===== EXCERPT =====

The Euro fell to a two-month low Wednesday after IHS Markit PMI data revealed a deepening slowdown in the French and German industrial sectors during October, placing the outlook for GDP growth under a spotlight.
Activity in Germany's mighty manufacturing sector grew at its slowest rate for almost three and a half years in October, with the PMI falling from 53.7 in September to 52.3.
The German services PMI fell to a five-month low of 53.6, down from 55.9 in September, as activity growth also weakened rapidly.
Both indices were adversely impacted by a decline in activity as well as new orders from both the domestic and international markets. There were a range of factors driving the downturn, according to IHS Markit.
"Concerns towards trade wars, the threat of tariffs, Brexit uncertainty and wider geopolitical worries all weighed on business confidence at the start of the fourth quarter. Expectations among firms towards the outlook for activity over the next 12 months were the lowest for four years," IHS Markit says in a statement.
A similar pattern was observed in the same surveys of French companies. France's manufacturing PMI declined from 52.5 to 51.2, faster than the market had anticipated, although the services PMI actually rose in October.
The net effect of both sets of results was to push the Eurozone composite PMI, which measures activity and sentiment across all of the bloc's manufacturing and services industries, to a 25-month low of 52.7 for the current month.

===== DATASET ENTRIES =====

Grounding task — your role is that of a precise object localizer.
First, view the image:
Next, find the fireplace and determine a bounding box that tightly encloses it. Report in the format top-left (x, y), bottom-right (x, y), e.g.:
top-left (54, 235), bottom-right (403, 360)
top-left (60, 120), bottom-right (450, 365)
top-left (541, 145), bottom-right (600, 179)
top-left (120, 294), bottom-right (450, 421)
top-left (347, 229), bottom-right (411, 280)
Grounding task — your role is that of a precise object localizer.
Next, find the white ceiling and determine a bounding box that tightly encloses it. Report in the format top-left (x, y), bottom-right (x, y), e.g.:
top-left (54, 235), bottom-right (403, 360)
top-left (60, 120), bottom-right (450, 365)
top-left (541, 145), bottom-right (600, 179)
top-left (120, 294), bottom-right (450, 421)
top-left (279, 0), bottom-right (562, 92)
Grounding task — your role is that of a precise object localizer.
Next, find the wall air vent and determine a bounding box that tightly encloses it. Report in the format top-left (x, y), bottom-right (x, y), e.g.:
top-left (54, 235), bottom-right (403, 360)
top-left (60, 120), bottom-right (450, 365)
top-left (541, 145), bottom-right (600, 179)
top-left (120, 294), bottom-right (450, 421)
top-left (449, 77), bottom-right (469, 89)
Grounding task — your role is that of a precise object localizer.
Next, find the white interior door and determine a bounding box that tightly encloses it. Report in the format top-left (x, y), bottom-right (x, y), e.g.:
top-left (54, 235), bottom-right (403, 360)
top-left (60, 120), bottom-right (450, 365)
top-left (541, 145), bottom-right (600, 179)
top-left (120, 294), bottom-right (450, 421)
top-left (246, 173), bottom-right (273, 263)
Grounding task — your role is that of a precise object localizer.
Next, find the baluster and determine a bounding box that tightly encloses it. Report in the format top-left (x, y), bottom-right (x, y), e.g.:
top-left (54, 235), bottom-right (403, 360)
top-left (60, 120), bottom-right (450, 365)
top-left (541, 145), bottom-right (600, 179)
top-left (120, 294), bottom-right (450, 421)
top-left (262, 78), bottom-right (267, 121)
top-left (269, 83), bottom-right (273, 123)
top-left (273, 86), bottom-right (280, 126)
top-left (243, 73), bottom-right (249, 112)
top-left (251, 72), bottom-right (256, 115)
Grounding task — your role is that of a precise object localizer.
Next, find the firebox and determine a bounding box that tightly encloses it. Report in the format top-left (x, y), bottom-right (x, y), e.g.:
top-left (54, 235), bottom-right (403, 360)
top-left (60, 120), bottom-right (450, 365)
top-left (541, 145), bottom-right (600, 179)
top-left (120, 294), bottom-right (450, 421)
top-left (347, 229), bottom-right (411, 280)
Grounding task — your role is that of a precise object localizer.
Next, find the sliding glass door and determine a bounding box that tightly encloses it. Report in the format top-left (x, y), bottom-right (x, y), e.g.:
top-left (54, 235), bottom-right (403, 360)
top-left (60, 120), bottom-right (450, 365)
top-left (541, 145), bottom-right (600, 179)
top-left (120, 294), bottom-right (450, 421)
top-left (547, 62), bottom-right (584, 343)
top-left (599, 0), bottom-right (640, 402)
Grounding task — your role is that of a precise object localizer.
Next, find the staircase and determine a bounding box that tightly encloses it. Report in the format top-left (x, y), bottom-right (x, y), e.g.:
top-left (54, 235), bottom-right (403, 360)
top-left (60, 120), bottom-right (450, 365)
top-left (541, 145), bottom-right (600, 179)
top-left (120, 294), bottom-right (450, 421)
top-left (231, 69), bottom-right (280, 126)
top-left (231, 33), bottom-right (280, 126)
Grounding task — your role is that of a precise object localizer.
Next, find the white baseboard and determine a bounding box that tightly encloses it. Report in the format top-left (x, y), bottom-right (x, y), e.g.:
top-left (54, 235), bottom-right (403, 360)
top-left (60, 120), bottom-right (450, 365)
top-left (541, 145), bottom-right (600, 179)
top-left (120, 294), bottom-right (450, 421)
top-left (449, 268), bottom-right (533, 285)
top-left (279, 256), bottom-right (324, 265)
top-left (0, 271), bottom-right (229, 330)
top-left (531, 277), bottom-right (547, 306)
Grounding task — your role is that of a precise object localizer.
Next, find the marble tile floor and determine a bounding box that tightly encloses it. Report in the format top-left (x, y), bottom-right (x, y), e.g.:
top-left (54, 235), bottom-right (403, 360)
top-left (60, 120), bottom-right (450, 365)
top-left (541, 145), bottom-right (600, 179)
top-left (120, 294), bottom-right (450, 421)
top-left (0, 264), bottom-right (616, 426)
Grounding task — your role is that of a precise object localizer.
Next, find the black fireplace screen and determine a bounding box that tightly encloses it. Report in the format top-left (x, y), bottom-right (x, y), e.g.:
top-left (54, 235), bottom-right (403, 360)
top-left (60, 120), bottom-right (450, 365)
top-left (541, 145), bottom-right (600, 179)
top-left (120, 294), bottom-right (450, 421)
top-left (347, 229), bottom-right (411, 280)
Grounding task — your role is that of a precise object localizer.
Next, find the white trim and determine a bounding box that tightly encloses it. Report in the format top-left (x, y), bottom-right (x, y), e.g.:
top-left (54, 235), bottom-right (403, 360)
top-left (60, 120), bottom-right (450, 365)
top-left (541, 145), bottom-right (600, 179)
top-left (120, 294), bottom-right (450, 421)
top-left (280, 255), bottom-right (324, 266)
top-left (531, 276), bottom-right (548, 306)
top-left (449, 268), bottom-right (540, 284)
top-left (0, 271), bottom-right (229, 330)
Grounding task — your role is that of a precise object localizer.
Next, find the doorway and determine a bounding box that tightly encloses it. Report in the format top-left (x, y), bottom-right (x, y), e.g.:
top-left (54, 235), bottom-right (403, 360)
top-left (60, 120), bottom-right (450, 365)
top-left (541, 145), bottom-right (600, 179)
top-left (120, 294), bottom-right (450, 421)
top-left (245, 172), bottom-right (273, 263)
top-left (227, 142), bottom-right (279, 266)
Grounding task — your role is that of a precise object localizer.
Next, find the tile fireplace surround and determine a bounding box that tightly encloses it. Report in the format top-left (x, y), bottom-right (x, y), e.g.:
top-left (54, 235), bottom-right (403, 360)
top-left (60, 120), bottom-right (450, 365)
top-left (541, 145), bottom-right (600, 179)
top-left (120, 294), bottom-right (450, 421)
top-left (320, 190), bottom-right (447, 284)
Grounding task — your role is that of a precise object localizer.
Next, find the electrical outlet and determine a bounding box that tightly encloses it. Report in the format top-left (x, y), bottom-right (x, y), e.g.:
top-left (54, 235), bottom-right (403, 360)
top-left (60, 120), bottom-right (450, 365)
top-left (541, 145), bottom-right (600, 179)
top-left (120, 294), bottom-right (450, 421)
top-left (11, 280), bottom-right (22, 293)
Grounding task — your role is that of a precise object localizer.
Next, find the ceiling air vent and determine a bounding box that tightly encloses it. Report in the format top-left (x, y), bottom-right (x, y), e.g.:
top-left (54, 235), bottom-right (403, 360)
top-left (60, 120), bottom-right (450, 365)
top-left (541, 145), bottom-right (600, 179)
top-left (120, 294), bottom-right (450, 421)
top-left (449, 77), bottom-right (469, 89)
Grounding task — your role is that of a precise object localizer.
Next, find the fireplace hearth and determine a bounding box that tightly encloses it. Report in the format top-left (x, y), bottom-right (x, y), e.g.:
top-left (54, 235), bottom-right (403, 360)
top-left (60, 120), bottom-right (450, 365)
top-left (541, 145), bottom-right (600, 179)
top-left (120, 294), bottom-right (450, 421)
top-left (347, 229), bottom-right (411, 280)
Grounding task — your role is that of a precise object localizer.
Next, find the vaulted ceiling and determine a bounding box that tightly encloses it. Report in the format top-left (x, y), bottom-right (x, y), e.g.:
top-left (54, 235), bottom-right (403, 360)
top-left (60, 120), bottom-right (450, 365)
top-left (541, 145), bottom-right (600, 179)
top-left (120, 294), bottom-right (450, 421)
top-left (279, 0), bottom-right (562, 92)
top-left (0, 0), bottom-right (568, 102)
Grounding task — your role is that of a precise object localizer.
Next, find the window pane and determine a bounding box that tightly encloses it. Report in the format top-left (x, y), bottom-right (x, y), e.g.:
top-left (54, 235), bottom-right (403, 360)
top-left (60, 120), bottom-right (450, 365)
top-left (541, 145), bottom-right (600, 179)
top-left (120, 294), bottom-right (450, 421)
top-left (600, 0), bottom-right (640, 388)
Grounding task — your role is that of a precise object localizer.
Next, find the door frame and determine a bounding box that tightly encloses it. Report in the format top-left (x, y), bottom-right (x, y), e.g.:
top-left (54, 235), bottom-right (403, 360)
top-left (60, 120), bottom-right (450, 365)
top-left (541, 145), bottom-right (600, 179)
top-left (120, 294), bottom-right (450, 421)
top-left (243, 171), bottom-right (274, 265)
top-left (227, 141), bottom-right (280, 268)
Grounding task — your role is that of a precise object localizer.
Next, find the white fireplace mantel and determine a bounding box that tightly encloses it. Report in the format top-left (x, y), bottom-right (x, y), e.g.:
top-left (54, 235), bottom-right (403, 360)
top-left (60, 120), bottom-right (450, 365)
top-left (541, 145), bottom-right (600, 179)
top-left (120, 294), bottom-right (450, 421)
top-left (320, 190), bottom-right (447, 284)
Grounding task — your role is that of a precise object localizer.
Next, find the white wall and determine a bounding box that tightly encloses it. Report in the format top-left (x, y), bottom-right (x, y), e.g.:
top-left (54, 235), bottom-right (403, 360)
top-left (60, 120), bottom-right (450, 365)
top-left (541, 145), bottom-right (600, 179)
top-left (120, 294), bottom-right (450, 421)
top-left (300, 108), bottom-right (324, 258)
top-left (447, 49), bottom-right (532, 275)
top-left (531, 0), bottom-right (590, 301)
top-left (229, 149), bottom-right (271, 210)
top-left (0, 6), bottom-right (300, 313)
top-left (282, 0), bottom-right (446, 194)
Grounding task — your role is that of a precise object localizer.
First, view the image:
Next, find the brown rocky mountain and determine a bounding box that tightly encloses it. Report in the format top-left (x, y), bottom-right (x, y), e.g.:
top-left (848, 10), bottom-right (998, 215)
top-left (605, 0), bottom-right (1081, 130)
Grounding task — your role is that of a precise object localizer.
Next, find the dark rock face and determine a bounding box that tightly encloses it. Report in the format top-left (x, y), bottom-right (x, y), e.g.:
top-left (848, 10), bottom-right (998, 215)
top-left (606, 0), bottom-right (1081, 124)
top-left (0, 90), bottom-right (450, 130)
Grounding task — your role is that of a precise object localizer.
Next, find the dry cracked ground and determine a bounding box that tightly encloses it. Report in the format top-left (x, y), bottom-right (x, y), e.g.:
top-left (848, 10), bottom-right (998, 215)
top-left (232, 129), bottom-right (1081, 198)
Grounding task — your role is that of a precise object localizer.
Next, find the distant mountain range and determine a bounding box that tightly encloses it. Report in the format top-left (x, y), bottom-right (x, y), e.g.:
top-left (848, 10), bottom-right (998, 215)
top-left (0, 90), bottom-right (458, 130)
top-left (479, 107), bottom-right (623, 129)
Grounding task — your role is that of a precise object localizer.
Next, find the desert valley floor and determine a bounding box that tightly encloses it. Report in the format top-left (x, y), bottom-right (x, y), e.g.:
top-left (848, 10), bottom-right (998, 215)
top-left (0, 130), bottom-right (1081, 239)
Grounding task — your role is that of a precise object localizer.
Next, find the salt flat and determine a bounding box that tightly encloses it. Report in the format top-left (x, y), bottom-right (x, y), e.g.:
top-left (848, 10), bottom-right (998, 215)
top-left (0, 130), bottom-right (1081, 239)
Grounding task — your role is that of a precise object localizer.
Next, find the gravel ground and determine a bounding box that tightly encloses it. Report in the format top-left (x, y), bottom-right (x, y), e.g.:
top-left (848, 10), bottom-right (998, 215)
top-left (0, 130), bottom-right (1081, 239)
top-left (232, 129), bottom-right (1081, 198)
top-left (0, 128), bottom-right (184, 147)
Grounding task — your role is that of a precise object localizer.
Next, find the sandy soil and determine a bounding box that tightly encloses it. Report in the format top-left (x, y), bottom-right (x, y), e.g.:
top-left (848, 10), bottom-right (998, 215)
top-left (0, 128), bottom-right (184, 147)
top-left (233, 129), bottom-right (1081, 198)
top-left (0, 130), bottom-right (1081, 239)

=====

EXERCISES
**1.** Answer these from the article on the Euro's two-month low:
(a) What was Germany's manufacturing PMI in October?
(b) According to IHS Markit, how did firms' expectations for activity over the next 12 months compare with earlier years?
(c) To what level did the Eurozone composite PMI fall?
**2.** Carry on writing the article on the Euro's two-month low, starting right after its final sentence.

THE REPLIES
**1.**
(a) 52.3
(b) They were the lowest for four years.
(c) 52.7, a 25-month low

**2.**
"The unexpectedly sharp decline in the Composite PMI in October leaves it pointing to the slowest pace of quarterly euro-zone GDP growth for two and a half years. The decline from 54.1 to 52.7 left it far below the consensus forecast of 53.9. Both the manufacturing and services PMIs fell sharply, while there were worrying signals in the breakdowns," says Stephen Brown, an economist at Capital Economics.
PMI surveys measure changes in industry activity by asking respondents to rate conditions for employment, production, new orders, prices, deliveries and inventories. A number above the 50.0 level indicates industry expansion while a number below is consistent with contraction.
Markets care about the PMI data because they are an important indicator of momentum within the economy, which has a direct bearing on the rate of inflation. It is consumer price pressures that dictate where interest rates, which are the raison d'être for most moves in exchange rates, will go next.
Above: Euro-to-Dollar rate shown at hourly intervals.
The Euro-to-Dollar rate was quoted 0.47% lower at 1.1416 following the release on Wednesday and is now down 4.8% for 2018. The Euro-to-Pound rate was down 0.06% at 0.8832 and has now fallen 0.17% this year.
Above: Euro-to-Dollar rate shown at daily intervals.
"The PMI figure is compatible with a 0.3% Quarter-on-Quarter GDP growth, a deceleration from the pace seen in the first half of the year. Thanks to base effects average GDP for this year is still likely to come out at 2.0%, but the current growth pace means that next year’s GDP growth will fall back to something close to 1.5%," says Peter Houte, an economist at ING Group.
Eurozone GDP growth slowed from a downwardly-revised 0.6% at the end of 2017 to just 0.4% in the second-quarter and, according to economists, it could have slowed further in the three months to the end of September.
Data covering the third quarter period will be released on Tuesday 30, October. GDP grew by 2.5% in 2017 overall but is forecast by the European Central Bank (ECB) to come in at just 2.1% for 2018.
"The PMIs point to a significant slowdown in the Eurozone economy at the start of Q4, primarily due to weakness in Germany and broad-based sluggishness in manufacturing. We see little to cheer about in the headlines from Markit," says Claus Vistesen, chief Eurozone economist at Pantheon Macroeconomics. "To boot, executives’ outlook deteriorated sharply too."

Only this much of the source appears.